- _Task requirements_
Reproduce, exactly and only, the lines of the data that follows from the one containing "0L167 5L174 12L187" down to the one containing "positive clicks: (3, 8)", without pictures.

[Stored items]
____
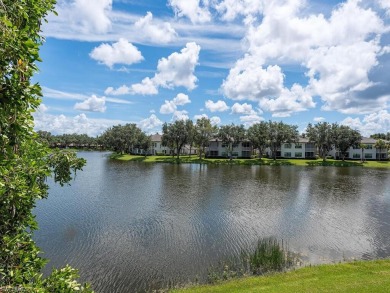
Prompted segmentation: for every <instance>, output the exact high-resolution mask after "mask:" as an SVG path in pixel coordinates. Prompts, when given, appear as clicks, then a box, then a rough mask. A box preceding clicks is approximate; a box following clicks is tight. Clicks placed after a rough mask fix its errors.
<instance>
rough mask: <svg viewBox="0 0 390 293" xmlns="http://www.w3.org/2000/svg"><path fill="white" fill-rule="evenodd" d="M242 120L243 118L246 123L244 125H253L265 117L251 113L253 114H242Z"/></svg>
mask: <svg viewBox="0 0 390 293" xmlns="http://www.w3.org/2000/svg"><path fill="white" fill-rule="evenodd" d="M240 120H241V122H243V123H244V125H246V126H251V125H253V124H255V123H258V122H260V121H263V120H264V118H263V117H260V116H259V115H257V114H251V115H245V116H240Z"/></svg>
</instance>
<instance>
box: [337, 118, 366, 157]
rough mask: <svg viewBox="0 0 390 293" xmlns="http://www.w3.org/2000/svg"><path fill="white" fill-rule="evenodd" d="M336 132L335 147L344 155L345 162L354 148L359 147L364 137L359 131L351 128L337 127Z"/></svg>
mask: <svg viewBox="0 0 390 293" xmlns="http://www.w3.org/2000/svg"><path fill="white" fill-rule="evenodd" d="M333 131H334V145H335V147H336V149H338V150H339V151H340V153H341V155H342V158H343V161H344V159H345V156H346V154H347V152H348V150H349V148H350V147H352V146H358V145H359V143H360V141H361V140H362V136H361V135H360V133H359V131H357V130H353V129H352V128H350V127H349V126H345V125H335V126H334V128H333Z"/></svg>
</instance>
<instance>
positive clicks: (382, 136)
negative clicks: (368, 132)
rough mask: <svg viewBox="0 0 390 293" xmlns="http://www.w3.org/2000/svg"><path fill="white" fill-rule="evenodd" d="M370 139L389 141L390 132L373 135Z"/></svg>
mask: <svg viewBox="0 0 390 293" xmlns="http://www.w3.org/2000/svg"><path fill="white" fill-rule="evenodd" d="M370 137H371V138H374V139H382V140H387V141H390V132H388V133H375V134H372V135H371V136H370Z"/></svg>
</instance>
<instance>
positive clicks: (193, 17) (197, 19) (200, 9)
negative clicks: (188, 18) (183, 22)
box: [169, 0, 211, 23]
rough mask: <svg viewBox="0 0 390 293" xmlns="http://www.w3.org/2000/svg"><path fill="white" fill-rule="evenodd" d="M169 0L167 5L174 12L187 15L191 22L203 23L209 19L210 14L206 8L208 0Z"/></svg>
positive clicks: (207, 20)
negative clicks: (168, 5)
mask: <svg viewBox="0 0 390 293" xmlns="http://www.w3.org/2000/svg"><path fill="white" fill-rule="evenodd" d="M200 2H201V1H200V0H169V5H170V6H171V7H172V8H173V10H174V11H175V14H176V15H178V16H180V17H182V16H186V17H188V18H189V19H190V20H191V22H192V23H204V22H209V21H210V20H211V14H210V12H209V10H208V7H207V6H208V5H207V4H208V1H205V0H202V4H203V5H201V3H200Z"/></svg>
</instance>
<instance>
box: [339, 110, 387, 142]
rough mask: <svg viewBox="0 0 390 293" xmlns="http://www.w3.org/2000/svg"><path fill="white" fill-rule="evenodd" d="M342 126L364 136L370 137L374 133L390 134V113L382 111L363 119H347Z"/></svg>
mask: <svg viewBox="0 0 390 293" xmlns="http://www.w3.org/2000/svg"><path fill="white" fill-rule="evenodd" d="M341 124H343V125H347V126H350V127H352V128H354V129H357V130H359V131H360V132H361V133H362V135H364V136H370V135H371V134H374V133H387V132H390V113H389V112H388V111H387V110H381V111H379V112H376V113H372V114H369V115H365V116H364V117H363V119H360V118H358V117H357V118H352V117H347V118H345V119H344V120H343V121H342V122H341Z"/></svg>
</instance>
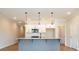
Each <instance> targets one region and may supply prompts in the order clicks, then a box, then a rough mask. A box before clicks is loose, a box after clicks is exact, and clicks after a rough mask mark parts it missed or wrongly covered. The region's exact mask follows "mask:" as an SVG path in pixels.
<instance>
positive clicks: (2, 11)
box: [0, 8, 79, 20]
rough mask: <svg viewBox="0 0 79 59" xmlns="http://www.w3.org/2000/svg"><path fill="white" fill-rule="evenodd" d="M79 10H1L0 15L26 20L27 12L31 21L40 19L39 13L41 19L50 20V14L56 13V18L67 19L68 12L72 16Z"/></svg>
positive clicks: (3, 8)
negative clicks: (38, 15)
mask: <svg viewBox="0 0 79 59" xmlns="http://www.w3.org/2000/svg"><path fill="white" fill-rule="evenodd" d="M78 10H79V9H75V8H0V14H3V15H4V16H6V17H8V18H10V19H13V17H17V18H16V20H25V19H26V17H25V11H26V12H28V18H29V19H31V20H37V19H38V14H37V13H38V12H40V13H41V18H44V19H49V18H50V13H51V12H53V13H54V18H65V17H68V15H67V14H66V13H67V12H68V11H69V12H71V15H74V14H75V13H77V12H78Z"/></svg>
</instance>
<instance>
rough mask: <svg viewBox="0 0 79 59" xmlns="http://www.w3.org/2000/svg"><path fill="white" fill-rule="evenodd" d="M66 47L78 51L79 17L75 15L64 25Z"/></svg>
mask: <svg viewBox="0 0 79 59" xmlns="http://www.w3.org/2000/svg"><path fill="white" fill-rule="evenodd" d="M65 45H66V46H68V47H71V48H75V49H77V50H79V15H78V14H77V15H75V16H74V17H73V18H72V19H70V20H68V21H67V24H66V43H65Z"/></svg>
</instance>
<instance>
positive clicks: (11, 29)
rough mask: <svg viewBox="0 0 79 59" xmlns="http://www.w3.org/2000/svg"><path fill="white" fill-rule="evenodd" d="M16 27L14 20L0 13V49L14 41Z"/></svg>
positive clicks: (14, 40)
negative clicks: (5, 17)
mask: <svg viewBox="0 0 79 59" xmlns="http://www.w3.org/2000/svg"><path fill="white" fill-rule="evenodd" d="M16 29H17V26H16V23H15V22H12V21H10V20H9V19H7V18H5V17H3V16H1V15H0V49H1V48H4V47H7V46H10V45H12V44H14V43H16V35H17V34H16V32H17V30H16Z"/></svg>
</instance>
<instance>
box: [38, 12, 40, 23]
mask: <svg viewBox="0 0 79 59" xmlns="http://www.w3.org/2000/svg"><path fill="white" fill-rule="evenodd" d="M38 20H39V23H38V25H40V12H38Z"/></svg>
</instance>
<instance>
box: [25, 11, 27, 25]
mask: <svg viewBox="0 0 79 59" xmlns="http://www.w3.org/2000/svg"><path fill="white" fill-rule="evenodd" d="M25 17H26V24H27V12H25Z"/></svg>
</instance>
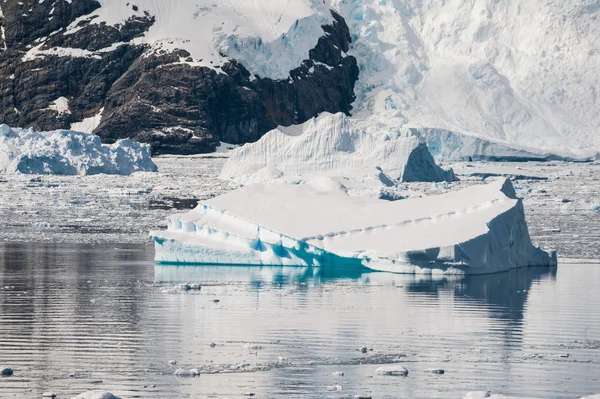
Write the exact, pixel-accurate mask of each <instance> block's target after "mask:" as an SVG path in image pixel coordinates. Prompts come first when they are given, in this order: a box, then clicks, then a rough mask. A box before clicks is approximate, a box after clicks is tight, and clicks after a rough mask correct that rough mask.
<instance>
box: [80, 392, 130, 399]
mask: <svg viewBox="0 0 600 399" xmlns="http://www.w3.org/2000/svg"><path fill="white" fill-rule="evenodd" d="M73 399H121V398H119V397H118V396H115V395H113V394H112V393H110V392H106V391H88V392H84V393H82V394H79V395H77V396H75V397H74V398H73Z"/></svg>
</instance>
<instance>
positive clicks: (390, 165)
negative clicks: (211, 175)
mask: <svg viewBox="0 0 600 399" xmlns="http://www.w3.org/2000/svg"><path fill="white" fill-rule="evenodd" d="M368 168H378V169H379V170H380V171H381V173H384V174H385V175H387V176H389V177H391V178H392V179H396V180H400V181H428V182H432V181H434V182H439V181H445V180H446V181H452V180H454V175H453V173H452V172H450V171H445V170H442V169H441V168H440V167H439V166H437V165H436V164H435V161H434V159H433V157H432V156H431V155H430V154H429V152H428V150H427V147H426V146H425V145H423V144H420V143H419V140H418V139H417V138H416V137H407V136H405V135H402V134H401V133H400V132H393V131H390V132H387V133H386V132H382V131H380V130H378V129H376V127H372V126H370V125H368V124H367V125H365V124H361V123H360V122H359V121H356V120H354V119H351V118H349V117H347V116H346V115H344V114H343V113H337V114H335V115H332V114H328V113H323V114H321V115H320V116H319V117H318V118H313V119H312V120H310V121H308V122H306V123H304V124H302V125H298V126H292V127H289V128H284V127H279V128H278V129H275V130H272V131H271V132H269V133H267V134H266V135H265V136H264V137H263V138H261V139H260V140H259V141H257V142H256V143H250V144H246V145H244V146H242V147H240V148H238V149H236V150H234V151H233V152H232V153H231V156H230V158H229V160H228V161H227V163H226V164H225V166H224V167H223V170H222V172H221V178H222V179H225V180H233V181H235V182H236V183H240V184H246V183H250V182H252V183H264V182H276V181H283V180H288V181H289V180H292V181H293V180H298V179H302V178H310V177H311V176H315V175H320V174H323V173H327V174H329V175H332V176H336V175H340V176H341V175H343V176H345V177H346V178H347V180H360V179H352V178H351V175H352V174H355V175H356V177H358V178H360V177H362V176H364V175H366V174H370V172H366V171H365V169H368ZM350 171H354V172H350ZM385 179H387V180H388V181H389V180H390V179H389V178H387V177H386V178H384V177H382V178H381V180H382V183H383V180H385ZM384 184H385V183H384ZM385 185H389V184H385Z"/></svg>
____
- _Reply_
rough mask: <svg viewBox="0 0 390 293" xmlns="http://www.w3.org/2000/svg"><path fill="white" fill-rule="evenodd" d="M169 0L167 5L174 12L187 15L191 22L203 23L209 19L210 14L206 8L208 0Z"/></svg>
positive clicks: (207, 20)
negative clicks: (168, 5)
mask: <svg viewBox="0 0 390 293" xmlns="http://www.w3.org/2000/svg"><path fill="white" fill-rule="evenodd" d="M200 2H201V1H200V0H169V5H170V6H171V7H172V8H173V10H174V11H175V14H176V15H178V16H180V17H182V16H186V17H188V18H189V19H190V20H191V22H192V23H204V22H209V21H210V20H211V14H210V12H209V10H208V7H207V6H208V5H207V4H208V1H205V0H202V4H203V5H201V3H200Z"/></svg>
</instance>
<instance>
box: [339, 110, 387, 142]
rough mask: <svg viewBox="0 0 390 293" xmlns="http://www.w3.org/2000/svg"><path fill="white" fill-rule="evenodd" d="M342 126L364 136L370 137L374 133L390 134V113L382 111L363 119H347Z"/></svg>
mask: <svg viewBox="0 0 390 293" xmlns="http://www.w3.org/2000/svg"><path fill="white" fill-rule="evenodd" d="M341 124H343V125H347V126H350V127H352V128H354V129H357V130H359V131H360V132H361V133H362V135H364V136H370V135H371V134H374V133H387V132H390V113H389V112H388V111H387V110H381V111H379V112H376V113H372V114H369V115H365V116H364V117H363V119H360V118H358V117H357V118H352V117H347V118H345V119H344V120H343V121H342V122H341Z"/></svg>
</instance>
Each <instance> targets one region and may supply prompts in the order clicks, then a box, then a rough mask. A box before clicks is loose, a box after clicks is exact, and clicks after a rough mask mark parts it missed or wrongly covered. The region's exact mask follows "mask:" as an SVG path in pixels.
<instance>
positive clicks: (2, 11)
box: [0, 8, 79, 20]
rough mask: <svg viewBox="0 0 79 59" xmlns="http://www.w3.org/2000/svg"><path fill="white" fill-rule="evenodd" d="M79 10H1L0 15L26 20L27 12L31 21L40 19L39 13L41 19L50 20V14L56 13V18L67 19L68 12L72 16Z"/></svg>
positive clicks: (3, 8)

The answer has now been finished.